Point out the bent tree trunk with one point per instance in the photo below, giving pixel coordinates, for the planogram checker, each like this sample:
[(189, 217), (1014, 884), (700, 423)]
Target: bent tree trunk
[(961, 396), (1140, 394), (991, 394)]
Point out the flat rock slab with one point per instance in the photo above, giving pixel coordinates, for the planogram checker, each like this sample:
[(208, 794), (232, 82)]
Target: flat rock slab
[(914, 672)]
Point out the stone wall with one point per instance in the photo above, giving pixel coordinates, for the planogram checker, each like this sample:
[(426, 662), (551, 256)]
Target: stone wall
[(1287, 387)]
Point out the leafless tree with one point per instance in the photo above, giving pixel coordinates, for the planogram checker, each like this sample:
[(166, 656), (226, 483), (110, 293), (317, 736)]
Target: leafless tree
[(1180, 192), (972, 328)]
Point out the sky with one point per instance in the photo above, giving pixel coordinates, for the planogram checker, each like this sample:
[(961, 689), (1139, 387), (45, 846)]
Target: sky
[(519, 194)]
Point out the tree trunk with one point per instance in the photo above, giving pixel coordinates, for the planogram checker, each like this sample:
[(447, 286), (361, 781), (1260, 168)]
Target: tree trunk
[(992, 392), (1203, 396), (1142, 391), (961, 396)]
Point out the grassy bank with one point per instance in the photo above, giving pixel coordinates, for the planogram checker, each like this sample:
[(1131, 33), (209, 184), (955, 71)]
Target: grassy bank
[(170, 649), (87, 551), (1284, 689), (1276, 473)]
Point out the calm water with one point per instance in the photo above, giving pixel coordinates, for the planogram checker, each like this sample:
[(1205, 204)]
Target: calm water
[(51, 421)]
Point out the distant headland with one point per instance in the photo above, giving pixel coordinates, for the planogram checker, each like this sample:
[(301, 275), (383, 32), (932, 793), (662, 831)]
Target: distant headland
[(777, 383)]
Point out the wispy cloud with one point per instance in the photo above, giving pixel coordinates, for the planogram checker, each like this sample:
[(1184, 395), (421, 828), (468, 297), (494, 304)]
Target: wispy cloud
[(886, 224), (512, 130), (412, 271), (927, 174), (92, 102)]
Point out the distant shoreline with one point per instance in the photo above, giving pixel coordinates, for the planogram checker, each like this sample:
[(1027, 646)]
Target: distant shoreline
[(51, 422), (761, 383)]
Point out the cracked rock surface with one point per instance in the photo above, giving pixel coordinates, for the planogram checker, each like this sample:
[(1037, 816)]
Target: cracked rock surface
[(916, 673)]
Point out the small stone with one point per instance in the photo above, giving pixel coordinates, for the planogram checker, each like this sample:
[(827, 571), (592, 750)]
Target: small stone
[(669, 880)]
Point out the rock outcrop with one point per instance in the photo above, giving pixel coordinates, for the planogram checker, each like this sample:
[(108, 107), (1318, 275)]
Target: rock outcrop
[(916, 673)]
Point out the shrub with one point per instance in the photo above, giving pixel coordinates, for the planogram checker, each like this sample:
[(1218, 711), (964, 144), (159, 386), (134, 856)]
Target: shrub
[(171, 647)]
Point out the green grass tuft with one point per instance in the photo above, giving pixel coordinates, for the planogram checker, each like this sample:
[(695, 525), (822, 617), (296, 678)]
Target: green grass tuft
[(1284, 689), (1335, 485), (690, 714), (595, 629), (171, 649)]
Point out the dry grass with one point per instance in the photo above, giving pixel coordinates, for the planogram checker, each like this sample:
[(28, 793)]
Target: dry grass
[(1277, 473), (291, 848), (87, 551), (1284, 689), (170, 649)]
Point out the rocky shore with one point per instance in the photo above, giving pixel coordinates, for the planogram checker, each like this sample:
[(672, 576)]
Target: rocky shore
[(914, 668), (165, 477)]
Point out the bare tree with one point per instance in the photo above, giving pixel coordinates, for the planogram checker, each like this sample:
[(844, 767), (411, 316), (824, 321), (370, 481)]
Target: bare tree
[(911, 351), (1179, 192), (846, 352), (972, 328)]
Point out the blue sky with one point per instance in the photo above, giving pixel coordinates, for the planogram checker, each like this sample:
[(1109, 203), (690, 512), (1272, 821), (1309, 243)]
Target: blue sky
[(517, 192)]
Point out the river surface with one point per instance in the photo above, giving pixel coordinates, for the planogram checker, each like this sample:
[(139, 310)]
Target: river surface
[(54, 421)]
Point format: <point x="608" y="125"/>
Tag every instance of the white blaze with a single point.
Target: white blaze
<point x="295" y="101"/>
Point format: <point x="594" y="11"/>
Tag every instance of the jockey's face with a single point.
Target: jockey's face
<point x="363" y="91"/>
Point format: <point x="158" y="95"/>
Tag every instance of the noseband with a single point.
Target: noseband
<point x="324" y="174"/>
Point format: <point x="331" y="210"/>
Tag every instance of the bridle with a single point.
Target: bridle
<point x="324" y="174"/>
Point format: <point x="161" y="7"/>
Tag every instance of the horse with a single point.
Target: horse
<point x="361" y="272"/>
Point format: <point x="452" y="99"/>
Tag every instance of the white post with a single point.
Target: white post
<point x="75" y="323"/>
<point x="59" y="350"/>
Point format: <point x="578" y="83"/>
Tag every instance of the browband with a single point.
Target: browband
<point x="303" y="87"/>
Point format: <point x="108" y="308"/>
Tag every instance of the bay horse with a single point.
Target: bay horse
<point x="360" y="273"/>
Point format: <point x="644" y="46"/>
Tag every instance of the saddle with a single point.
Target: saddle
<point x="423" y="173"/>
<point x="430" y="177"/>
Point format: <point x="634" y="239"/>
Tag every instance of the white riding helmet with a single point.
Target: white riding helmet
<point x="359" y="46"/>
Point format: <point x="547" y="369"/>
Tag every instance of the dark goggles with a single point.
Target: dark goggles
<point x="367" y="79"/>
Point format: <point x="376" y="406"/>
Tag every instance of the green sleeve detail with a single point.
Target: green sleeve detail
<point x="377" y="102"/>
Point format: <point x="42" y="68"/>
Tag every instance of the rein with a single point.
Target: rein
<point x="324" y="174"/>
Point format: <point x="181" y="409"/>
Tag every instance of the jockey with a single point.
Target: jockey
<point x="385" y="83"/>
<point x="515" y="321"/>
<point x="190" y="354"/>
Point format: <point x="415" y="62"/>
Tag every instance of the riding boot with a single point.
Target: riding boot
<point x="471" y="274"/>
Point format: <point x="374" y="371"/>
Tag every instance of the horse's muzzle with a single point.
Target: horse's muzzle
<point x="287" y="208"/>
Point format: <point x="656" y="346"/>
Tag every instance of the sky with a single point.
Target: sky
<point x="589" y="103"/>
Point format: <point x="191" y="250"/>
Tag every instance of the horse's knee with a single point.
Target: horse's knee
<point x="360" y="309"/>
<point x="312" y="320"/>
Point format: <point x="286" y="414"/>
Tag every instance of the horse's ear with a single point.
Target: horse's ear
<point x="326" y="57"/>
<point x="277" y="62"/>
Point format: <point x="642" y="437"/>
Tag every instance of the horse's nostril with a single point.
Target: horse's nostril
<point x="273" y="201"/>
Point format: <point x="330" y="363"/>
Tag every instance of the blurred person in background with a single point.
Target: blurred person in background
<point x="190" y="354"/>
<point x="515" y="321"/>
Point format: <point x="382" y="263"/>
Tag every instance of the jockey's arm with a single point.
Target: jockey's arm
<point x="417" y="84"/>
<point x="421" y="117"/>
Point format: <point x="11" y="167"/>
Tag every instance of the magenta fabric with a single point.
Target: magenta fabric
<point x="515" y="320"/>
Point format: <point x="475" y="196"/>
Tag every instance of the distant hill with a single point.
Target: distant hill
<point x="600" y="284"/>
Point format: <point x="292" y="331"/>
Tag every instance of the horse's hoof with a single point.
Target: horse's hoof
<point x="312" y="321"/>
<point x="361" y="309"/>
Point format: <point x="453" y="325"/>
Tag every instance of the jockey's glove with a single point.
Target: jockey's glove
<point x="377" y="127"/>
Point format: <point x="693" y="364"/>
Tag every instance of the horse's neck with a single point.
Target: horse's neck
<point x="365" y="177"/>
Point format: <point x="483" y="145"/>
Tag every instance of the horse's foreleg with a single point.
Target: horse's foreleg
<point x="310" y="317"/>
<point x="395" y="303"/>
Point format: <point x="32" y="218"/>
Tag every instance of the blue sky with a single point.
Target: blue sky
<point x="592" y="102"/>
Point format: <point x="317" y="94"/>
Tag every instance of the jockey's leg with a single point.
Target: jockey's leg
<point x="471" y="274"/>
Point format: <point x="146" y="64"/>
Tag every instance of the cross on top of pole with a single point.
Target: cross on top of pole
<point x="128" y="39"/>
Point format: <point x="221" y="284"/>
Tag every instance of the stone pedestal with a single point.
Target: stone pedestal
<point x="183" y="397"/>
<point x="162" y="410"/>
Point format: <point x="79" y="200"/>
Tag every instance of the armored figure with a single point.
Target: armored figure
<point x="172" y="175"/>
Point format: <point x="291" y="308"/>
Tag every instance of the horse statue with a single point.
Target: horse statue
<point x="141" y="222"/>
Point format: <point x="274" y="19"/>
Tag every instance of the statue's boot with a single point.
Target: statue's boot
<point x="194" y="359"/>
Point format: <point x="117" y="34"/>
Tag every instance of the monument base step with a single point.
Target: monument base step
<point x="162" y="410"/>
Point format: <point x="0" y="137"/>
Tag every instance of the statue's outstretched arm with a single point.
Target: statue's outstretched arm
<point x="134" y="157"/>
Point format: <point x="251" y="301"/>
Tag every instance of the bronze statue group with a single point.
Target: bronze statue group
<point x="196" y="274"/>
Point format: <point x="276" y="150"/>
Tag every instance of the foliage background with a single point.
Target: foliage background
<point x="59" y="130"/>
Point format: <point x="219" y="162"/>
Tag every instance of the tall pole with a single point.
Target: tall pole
--------------------
■ Requirement
How many lines in the records above contain the word "helmet"? Give only the number.

■ Answer to this problem
2